◆ QUOTED PASSAGE:
In this article I will show you how to configure RAID 5/6 (erasure coding), deduplication, and compression on VMware vSAN.
Erasure coding is a general term that refers to any scheme of encoding and partitioning data into fragments in a way that allows you to recover the original data even if some fragments are missing. Any such scheme is referred to as an “erasure code.”
By activating erasure coding on a VSAN cluster, you’ll be able to spread chunks of the VM’s files to several hosts within the cluster.
As of version 6.2, Virtual SAN supports two specific erasure codes:
- RAID 5 – 3 data fragments and 1 parity fragment per stripe
- RAID 6 – 4 data fragments, 1 parity, and 1 additional syndrome per stripe
The Requirements: The hardware and HCL for VSAN requirements are the same as for other configuration types of VSAN: a minimum of 4 hosts for RAID 5 and a minimum of 6 hosts for RAID 6.
Make sure that each host has at least one SSD available for the cache tier and one or several SSDs available for the capacity tier. Note that erasure coding is only available for the VSAN All-Flash version.
The Configuration Steps: Basically, you’ll need hardware that is capable of running VSAN and a VSAN license. Then only a few configuration steps, including network configuration, are necessary.
I assume that you know how to create a Datacenter object and cluster object, how to add hosts to vCenter, and how to move the hosts that will be used for VMware VSAN into the VSAN cluster. Once you’ve completed these steps, select the VSAN cluster > Manage tab > Virtual SAN > Edit. The VSAN configuration assistant will launch.
You have the option of controlling how the local disks are claimed for VSAN. If this is done automatically (assuming that all disks are blank and have a similar vendor mark/capacity). Or you can do it manually and control which disks will be part of the cache tier and which will be part of the capacity tier.
Then we have the networking requirements. Each host has to have one VMkernel adapter activated for VSAN traffic.
Here you can see the disk claim page. This page is same for all versions of VSAN and allows you to tag/un-tag disks as Flash or as HDD. This is for cases in which VSAN does not recognize the hardware automatically.
Then we have the overview page. As you can see, I have already claimed my disks for the previous use cases with VSAN, so I only added two new hosts to my cluster in order to show the erasure coding configuration. On the review screen, you can see that 160 Gb were already claimed.
Click the Finish button and wait few minutes until the VSAN datastore is created and the system shows you that VSAN is on.
As you can see, so far we have just created a VSAN cluster. We now need to create a VM storage policy.
An overview of both policies is given below. Remember that failure to tolerate (FTT) refers to how many failures the VSAN cluster can tolerate.
Raid 5 configuration:
- Number of failures to tolerate (FTT) = 1
- Failure tolerance method = capacity
- Compared to RAID 1, VSAN uses only x1.33 rather than x2 capacity
- Requires a minimum of 4 hosts in the VSAN-enabled cluster
- Number of failures to tolerate (FTT) = 2
- Failure tolerance method = capacity
- Compared to RAID 1, VSAN uses only x1.5 rather than x3 capacity
- Requires a minimum of 6 hosts in the VSAN-enabled cluster
The diagram below illustrates the configurations (courtesy of VMware).

◆ EXTRACTED INFORMATION:
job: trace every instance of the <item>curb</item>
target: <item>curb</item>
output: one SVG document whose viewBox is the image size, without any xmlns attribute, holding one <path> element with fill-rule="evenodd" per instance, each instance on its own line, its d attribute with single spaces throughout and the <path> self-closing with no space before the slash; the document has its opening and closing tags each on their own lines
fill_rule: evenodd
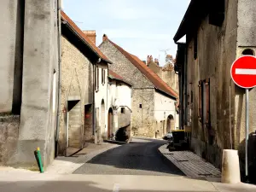
<svg viewBox="0 0 256 192">
<path fill-rule="evenodd" d="M 185 174 L 179 167 L 177 167 L 170 160 L 168 160 L 168 158 L 166 157 L 166 155 L 163 154 L 159 148 L 157 149 L 157 152 L 159 153 L 159 154 L 160 155 L 162 160 L 164 161 L 164 163 L 166 165 L 167 165 L 168 166 L 172 167 L 172 169 L 176 169 L 177 172 L 179 172 L 181 174 L 183 174 L 183 175 L 181 175 L 182 177 L 188 177 L 187 174 Z M 176 170 L 175 170 L 175 172 L 176 172 Z"/>
</svg>

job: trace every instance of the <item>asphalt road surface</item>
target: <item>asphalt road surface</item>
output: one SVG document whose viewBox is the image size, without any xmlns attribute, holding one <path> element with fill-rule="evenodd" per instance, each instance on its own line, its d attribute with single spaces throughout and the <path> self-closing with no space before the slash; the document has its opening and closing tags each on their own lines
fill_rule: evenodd
<svg viewBox="0 0 256 192">
<path fill-rule="evenodd" d="M 74 174 L 183 176 L 158 148 L 166 141 L 133 138 L 128 144 L 107 150 L 86 162 Z"/>
</svg>

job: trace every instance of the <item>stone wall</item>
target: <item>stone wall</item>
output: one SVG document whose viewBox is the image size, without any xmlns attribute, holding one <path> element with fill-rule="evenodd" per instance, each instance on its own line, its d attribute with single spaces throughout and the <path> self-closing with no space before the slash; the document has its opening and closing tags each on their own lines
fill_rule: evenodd
<svg viewBox="0 0 256 192">
<path fill-rule="evenodd" d="M 17 153 L 10 162 L 14 166 L 37 166 L 32 152 L 38 147 L 44 167 L 55 158 L 60 74 L 55 3 L 26 0 L 22 103 Z"/>
<path fill-rule="evenodd" d="M 237 1 L 237 38 L 236 57 L 242 55 L 246 49 L 253 49 L 256 55 L 256 4 L 253 0 Z M 245 90 L 235 86 L 235 117 L 233 140 L 236 149 L 239 149 L 241 175 L 245 174 Z M 250 181 L 256 183 L 256 89 L 249 90 L 249 140 L 248 140 L 248 168 Z"/>
<path fill-rule="evenodd" d="M 81 53 L 80 50 L 63 35 L 61 38 L 61 114 L 60 121 L 59 153 L 60 154 L 64 154 L 67 146 L 67 113 L 68 100 L 71 101 L 75 97 L 80 100 L 79 103 L 79 111 L 77 112 L 80 119 L 79 130 L 81 133 L 83 132 L 82 135 L 86 135 L 87 139 L 91 139 L 92 137 L 84 132 L 84 105 L 91 104 L 93 102 L 93 66 L 84 54 Z M 88 125 L 87 124 L 87 126 Z M 87 127 L 86 130 L 90 130 L 89 127 Z M 80 137 L 82 136 L 80 135 Z M 80 138 L 79 140 L 82 142 L 83 139 L 84 138 Z M 82 146 L 82 143 L 80 143 L 80 145 Z"/>
<path fill-rule="evenodd" d="M 0 165 L 7 165 L 17 149 L 19 115 L 0 116 Z"/>
<path fill-rule="evenodd" d="M 131 135 L 154 137 L 154 89 L 134 89 Z"/>
<path fill-rule="evenodd" d="M 113 61 L 113 64 L 109 65 L 109 69 L 134 84 L 131 99 L 131 134 L 154 137 L 154 85 L 108 40 L 104 41 L 100 49 Z"/>
<path fill-rule="evenodd" d="M 3 0 L 0 30 L 0 113 L 20 114 L 22 86 L 24 0 Z"/>
<path fill-rule="evenodd" d="M 225 20 L 218 27 L 205 18 L 197 31 L 197 58 L 194 58 L 193 36 L 187 36 L 188 111 L 191 110 L 192 149 L 217 166 L 221 149 L 230 148 L 230 117 L 234 127 L 234 97 L 230 98 L 230 69 L 236 52 L 236 3 L 226 1 Z M 199 119 L 199 81 L 210 79 L 210 126 Z M 234 85 L 231 87 L 234 93 Z M 192 101 L 189 98 L 193 98 Z M 186 98 L 186 97 L 185 97 Z M 231 111 L 230 111 L 230 103 Z M 187 104 L 186 104 L 187 105 Z M 188 117 L 188 121 L 189 118 Z M 188 122 L 186 122 L 188 123 Z M 214 152 L 214 153 L 212 153 Z"/>
</svg>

◆ WRITTEN REQUEST A:
Give the records from their first line up to and including the line with "target: <item>curb</item>" as a numbered list, leaving out blank lines.
◆ WRITTEN REQUEST B:
How would the article on configuring vSAN erasure coding continue past its final sentence?
The vSAN article and the records have nothing to do with each other.

◆ EXERCISE OUTPUT A:
1. job: trace every instance of the <item>curb</item>
2. target: <item>curb</item>

◆ EXERCISE OUTPUT B:
Then we can start and create the RAID 5 and RAID 6 policies. Connect via vSphere web client and click the VM Storage Policies icon on the Home tab.
On the next page, click Create a new VM storage policy.
Then follow the assistant.
Now you’ll see an overview page explaining what VM storage policy is and what the rules and requirements for the storage resources are.
We can now start adding rules. Make sure to select the VSAN from the Rules based on data services drop-down menu. Then choose Failure tolerance method to start with.
Next select Raid 5/6 (erasure coding) – Capacity from the drop-down menu. You’ll see an example calculation on the right telling you how much storage space the VM will consume. In our example, for a 100 Gb disk, you’ll consume 133.33 Gb of VSAN storage space.
Similarly, you can see that for RAID1 (if you want to test it), you will basically just have a mirror that uses 200 Gb of storage space on the VSAN datastore.
Let’s continue with our RAID 5 policy. Add two more rules:
- Object space reservation = 0
- Number of failures to tolerate = 1
Click Finish to validate the rule.
The same you would do for RAID 6, follow the same steps but set the number of failures to tolerate to 2.
This RAID 6 options with FTT = 2 will more likely interest people who are cautious about protecting their data because with FTT = 2, you can lose two hosts and still be “on.”
Applying the VM storage policy to a VMIt is not enough to just create a VM storage policy; we also need to apply this policy to our VMs (VMDKs). It’s important to know that you can apply or change a policy on VM(s) that are running—no need to stop them. The VM’s objects get reconfigured and rebalanced across the cluster automatically and in real time.
By default, there is a “Virtual SAN Default Storage Policy” only, which utilizes RAID 1. Once you create your own RAID 5 and RAID 6 policies, you can apply this policy to existing VMs or use this policy for VMs that you migrate to your new VSAN datastore.
After you create or migrate VMs to your VSAN datastore, go to Select your VM > Policies tab > Edit VM Storage Policies button.
Then select the RAID 5 or RAID 6 policy from the drop-down menu > hit the Apply to All button > click OK.
Create a new VM storage policy – Apply VM storage policy
Then verify that your VM’s compliance status is Compliant. You can see that our RAID 5 VM storage policy is applied to this VM.
The last things to activate are deduplication and compression. The VSAN All-Flash version uses these features to reduce storage space in addition to the space savings present with RAID 5/RAID 6 compared to RAID 1.
The deduplication and compression activation are shown below:
Click OK to validate. The conversion of the disk format will follow. When it finishes, we can see the capacity overview. (Note it’s a nested environment with only a single VM. Thus, not much deduplication is going on here.)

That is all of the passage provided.